* [EJERCICIOS]:
a. Responde según el texto sobre las lavanderías públicas de Quito:
(i) ¿Cuánto pueden ganar los lavanderos por tres docenas de ropa?
(ii) ¿Qué dimensiones conservan todavía las piedras de lavar?
(iii) ¿Qué le pide a Jaime Naula su esposa desde la piedra de al lado?
b. Enumera todas las lavanderías públicas que, según el texto sobre las lavanderías de Quito, siguen abiertas hoy.
c. Prosigue el texto sobre las lavanderías públicas de Quito a partir de su última oración.

* [TEXTO DEL EJERCICIO]:

Entre ellos chacotean, juegan, enjabonan, friegan y hacen de este espacio su lugar de encuentro, de desfogue de emociones y algunos de trabajo. Por tres docenas de ropa pueden ganar hasta cinco dólares. Todo depende de la oferta y demanda que haya, dicen unos.
Pero también están aquellos que llegan para ahorrar el gasto de agua en casa. O porque no tienen piedra de lavar. O porque simplemente no les gusta usar lavadora automática porque ya están enseñados a hacer el oficio “a la antigüita”.
Como en 1924 y 1925, cuando Isidro Ayora, en calidad de presidente del Concejo Municipal, encargó la construcción de nueve espacios como estos para que los quiteños tengan una buena condición de vida, conservando la higiene y salubridad. Inicialmente se las pensó y edificó al filo de quebradas, acequias, ríos o lugares con ojos de agua natural. Al aire libre, en medio del campo y con una estructura rústica.
Hoy, 97 años después solo cinco lavanderías públicas siguen abiertas: San Roque, La Magdalena, Tambo del Inca, San Martín y Nueva Aurora. Todas están en el sur de la urbe y pese a que se ha realizado retoques en la infraestructura de las piedras, estas todavía conservan sus dimensiones iniciales: 71x 65 centímetros.
Sobre estas reliquias, un hombre de gruesa contextura, cabello negro y tez trigueña recoge su encorvada espalda hacia atrás y exhala un suspiro: “huuuuu”.
-“¿Durito el asunto, no?, inquiere a sus compañeros”, mientras coloca sus manos en la cintura para enderezarse.
Es Jaime Naula, otro asiduo lavandero, quien se declara entre carcajadas como “mandarina”, porque hace lo que su esposa le dice.
Ella, que desde la piedra de al lado lo acompaña, con voz delicada le pide que se queje menos y lave más.
Así lo hace. Naula continúa su misión y se incorpora a la piedra. Friega a un solo ritmo una falsificación casi bien hecha de zapatillas Adidas. Dice que lo más difícil es lavar zapatos, medias nylon y sostenes, pero no les huye y entre la montaña de ropa que está a un costado los busca.
“Si no tuviese manos de hombre ya estaría llorando por las raspaduras que deja la piedra, pero aquí se mide lo macho que se es”, añade con firmeza, mientras muestra como un trofeo unas panty medias que rescató de la montonera.

* [MATERIAL PROPORCIONADO]:

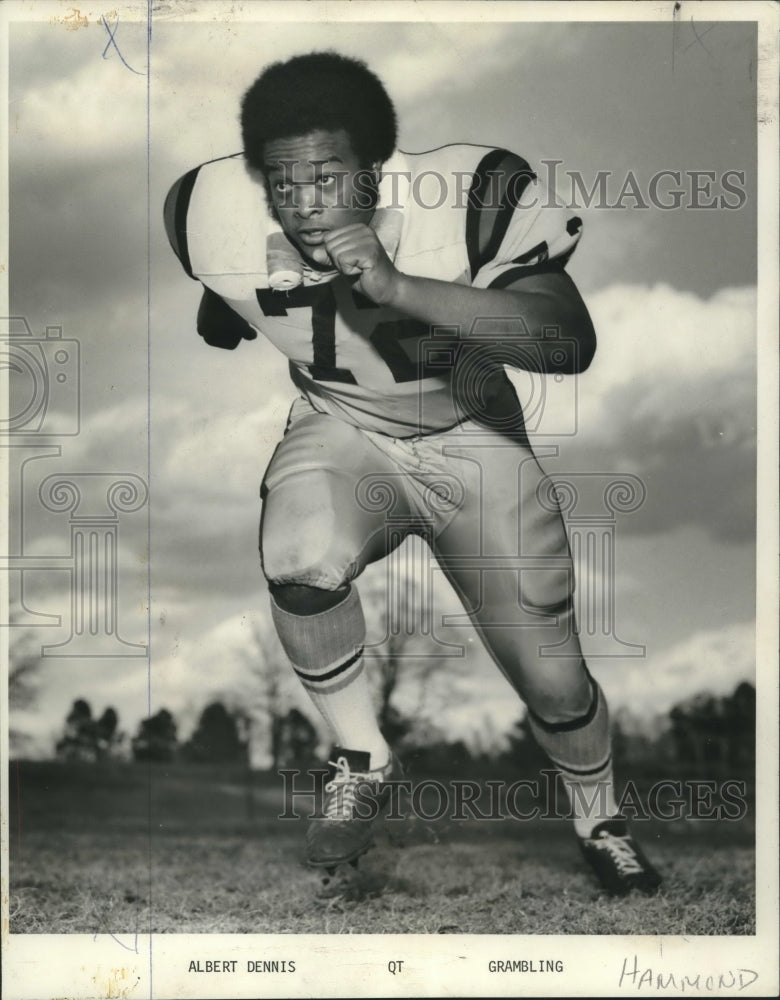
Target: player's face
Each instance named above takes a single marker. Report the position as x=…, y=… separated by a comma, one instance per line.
x=317, y=185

* [RESPUESTAS]:
a.
(i) Hasta cinco dólares.
(ii) 71 x 65 centímetros.
(iii) Que se queje menos y lave más.

b. San Roque, La Magdalena, Tambo del Inca, San Martín y Nueva Aurora.

c.
Frente a él está Martha Viera. Ella libra una batalla con una mancha de grasa de automóvil que tiene el jean de uno de sus hijos mayores que trabaja en un taller.
Sus armas letales son un cepillo de gruesas cerdas y jabón de barra. Rastrilla de adelante para atrás. Una y otra vez. Toma un respiro y suelta que su mamá ya habría sabido cómo ganar ese combate.
“Ella era experta en esto, pero ya no está”. Le duele recordar que la COVID-19 se la arrebató cuando los hospitales lucían saturados y la idea de una vacuna ni siquiera existía.
El tiempo transcurre y los que llegaron a las 05:00 ya se despiden. Guardan la ropa estilando en fundas o tanques y se marchan sin rumbo conocido.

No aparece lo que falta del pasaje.